■ **PROVIDED RECORDS**
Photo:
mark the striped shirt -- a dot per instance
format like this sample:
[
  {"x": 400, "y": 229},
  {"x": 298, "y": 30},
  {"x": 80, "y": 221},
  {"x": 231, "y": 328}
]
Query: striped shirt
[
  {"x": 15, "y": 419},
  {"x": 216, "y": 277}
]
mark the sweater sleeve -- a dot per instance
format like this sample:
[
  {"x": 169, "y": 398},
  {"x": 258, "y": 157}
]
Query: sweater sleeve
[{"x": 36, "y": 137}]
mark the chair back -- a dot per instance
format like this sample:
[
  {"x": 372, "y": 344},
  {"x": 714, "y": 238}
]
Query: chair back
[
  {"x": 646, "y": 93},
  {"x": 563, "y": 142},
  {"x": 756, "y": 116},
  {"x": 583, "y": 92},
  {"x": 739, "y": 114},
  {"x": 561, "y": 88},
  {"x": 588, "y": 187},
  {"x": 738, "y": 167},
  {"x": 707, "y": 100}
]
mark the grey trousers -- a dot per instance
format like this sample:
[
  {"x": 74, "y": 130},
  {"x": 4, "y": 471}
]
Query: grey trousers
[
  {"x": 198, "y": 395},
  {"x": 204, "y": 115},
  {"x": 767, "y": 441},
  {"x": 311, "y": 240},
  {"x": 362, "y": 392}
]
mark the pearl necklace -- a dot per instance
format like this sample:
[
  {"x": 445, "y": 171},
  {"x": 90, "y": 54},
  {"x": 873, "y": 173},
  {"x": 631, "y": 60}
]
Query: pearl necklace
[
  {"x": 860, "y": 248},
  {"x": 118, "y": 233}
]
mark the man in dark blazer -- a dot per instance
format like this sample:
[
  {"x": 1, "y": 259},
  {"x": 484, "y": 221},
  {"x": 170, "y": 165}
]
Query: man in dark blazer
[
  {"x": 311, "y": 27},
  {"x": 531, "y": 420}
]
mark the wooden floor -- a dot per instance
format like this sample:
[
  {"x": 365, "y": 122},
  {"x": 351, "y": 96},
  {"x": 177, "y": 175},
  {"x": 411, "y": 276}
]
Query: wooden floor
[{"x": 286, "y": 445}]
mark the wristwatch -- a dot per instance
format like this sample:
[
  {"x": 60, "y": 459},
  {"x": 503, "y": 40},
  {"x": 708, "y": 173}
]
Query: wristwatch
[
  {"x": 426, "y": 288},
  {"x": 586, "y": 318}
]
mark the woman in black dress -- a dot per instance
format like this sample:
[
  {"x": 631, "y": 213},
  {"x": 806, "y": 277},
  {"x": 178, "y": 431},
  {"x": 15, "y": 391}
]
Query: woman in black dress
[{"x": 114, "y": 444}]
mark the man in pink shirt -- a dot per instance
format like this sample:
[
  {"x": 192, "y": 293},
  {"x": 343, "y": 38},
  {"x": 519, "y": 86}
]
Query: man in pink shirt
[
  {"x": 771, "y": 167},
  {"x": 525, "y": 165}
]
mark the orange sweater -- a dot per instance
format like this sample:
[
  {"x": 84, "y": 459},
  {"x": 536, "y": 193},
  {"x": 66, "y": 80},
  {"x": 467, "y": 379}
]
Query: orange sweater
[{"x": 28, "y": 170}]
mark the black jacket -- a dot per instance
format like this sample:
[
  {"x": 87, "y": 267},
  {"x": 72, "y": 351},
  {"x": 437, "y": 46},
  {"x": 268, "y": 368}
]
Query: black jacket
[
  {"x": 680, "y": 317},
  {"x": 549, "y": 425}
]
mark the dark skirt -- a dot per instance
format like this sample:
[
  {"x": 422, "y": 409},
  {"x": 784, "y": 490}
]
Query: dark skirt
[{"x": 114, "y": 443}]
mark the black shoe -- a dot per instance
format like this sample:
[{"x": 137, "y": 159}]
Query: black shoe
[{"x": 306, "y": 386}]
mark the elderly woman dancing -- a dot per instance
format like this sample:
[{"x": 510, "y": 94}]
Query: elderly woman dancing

■ **WHAT TO PRODUCE**
What's needed is every entry, returned word for word.

■ **EXERCISE RESULT**
Photo:
mark the striped shirt -- a dot per instance
format like this sample:
[
  {"x": 400, "y": 229},
  {"x": 298, "y": 30},
  {"x": 80, "y": 221},
  {"x": 231, "y": 328}
]
Query: striped shirt
[
  {"x": 15, "y": 419},
  {"x": 216, "y": 277}
]
mark the sweater sleeve -- a dot per instance
format like this sample:
[
  {"x": 169, "y": 398},
  {"x": 258, "y": 157}
]
Query: sweater sleeve
[{"x": 36, "y": 137}]
mark the chair back -- a dot per instance
format like this sample:
[
  {"x": 372, "y": 344},
  {"x": 714, "y": 238}
]
Query: chair back
[
  {"x": 646, "y": 93},
  {"x": 563, "y": 142},
  {"x": 756, "y": 116},
  {"x": 583, "y": 92},
  {"x": 739, "y": 114},
  {"x": 561, "y": 88},
  {"x": 588, "y": 187},
  {"x": 738, "y": 167},
  {"x": 707, "y": 100}
]
mark the grey trousers -- a dot per instance
format like this sample:
[
  {"x": 74, "y": 130},
  {"x": 4, "y": 471}
]
Query: grey trousers
[
  {"x": 198, "y": 395},
  {"x": 204, "y": 115},
  {"x": 767, "y": 441},
  {"x": 311, "y": 240},
  {"x": 362, "y": 392}
]
mark the pearl necklace -- a dot per instance
format like this sample:
[
  {"x": 445, "y": 171},
  {"x": 90, "y": 54},
  {"x": 873, "y": 173},
  {"x": 631, "y": 60}
]
Query: pearl necklace
[
  {"x": 860, "y": 248},
  {"x": 118, "y": 233}
]
mark the man in dark blazer -- a dot per instance
format like this sample:
[
  {"x": 1, "y": 259},
  {"x": 484, "y": 221},
  {"x": 170, "y": 165}
]
Query: man in dark blazer
[
  {"x": 311, "y": 27},
  {"x": 531, "y": 420}
]
mark the wooden floor -- a dot per instance
format like this sample:
[
  {"x": 365, "y": 122},
  {"x": 351, "y": 96},
  {"x": 177, "y": 175},
  {"x": 411, "y": 276}
]
Query: wooden floor
[{"x": 286, "y": 445}]
mark the wristwatch -- a dot per instance
format like this sample:
[
  {"x": 60, "y": 459},
  {"x": 503, "y": 40},
  {"x": 708, "y": 173}
]
Query: wristwatch
[
  {"x": 426, "y": 288},
  {"x": 586, "y": 318}
]
mark the woman in black dress -- a dot per instance
format like this sample:
[
  {"x": 631, "y": 213},
  {"x": 806, "y": 277},
  {"x": 178, "y": 431},
  {"x": 15, "y": 391}
]
Query: woman in black dress
[{"x": 114, "y": 444}]
mark the man in pink shirt -- a dot per instance
format like this sample:
[
  {"x": 192, "y": 293},
  {"x": 343, "y": 38},
  {"x": 519, "y": 86}
]
Query: man in pink shirt
[
  {"x": 771, "y": 167},
  {"x": 525, "y": 165}
]
mark the orange sweater -- a dot per instance
format like this sample:
[
  {"x": 84, "y": 459},
  {"x": 536, "y": 193},
  {"x": 66, "y": 80},
  {"x": 467, "y": 379}
]
Query: orange sweater
[{"x": 28, "y": 170}]
mark the black jacket -- a dot per instance
format like this sample:
[
  {"x": 87, "y": 267},
  {"x": 72, "y": 351},
  {"x": 437, "y": 46},
  {"x": 268, "y": 368}
]
Query: black jacket
[
  {"x": 680, "y": 317},
  {"x": 549, "y": 425}
]
mark the dark skirt -- a dot per instance
format like this sample:
[
  {"x": 422, "y": 409},
  {"x": 784, "y": 490}
]
Query: dark skirt
[{"x": 114, "y": 443}]
mark the black shoe -- a dot per instance
format like this sample:
[{"x": 137, "y": 159}]
Query: black shoe
[{"x": 306, "y": 386}]
mark the elderly woman dancing -- a dot per instance
format like this sample:
[{"x": 510, "y": 94}]
Query: elderly woman dancing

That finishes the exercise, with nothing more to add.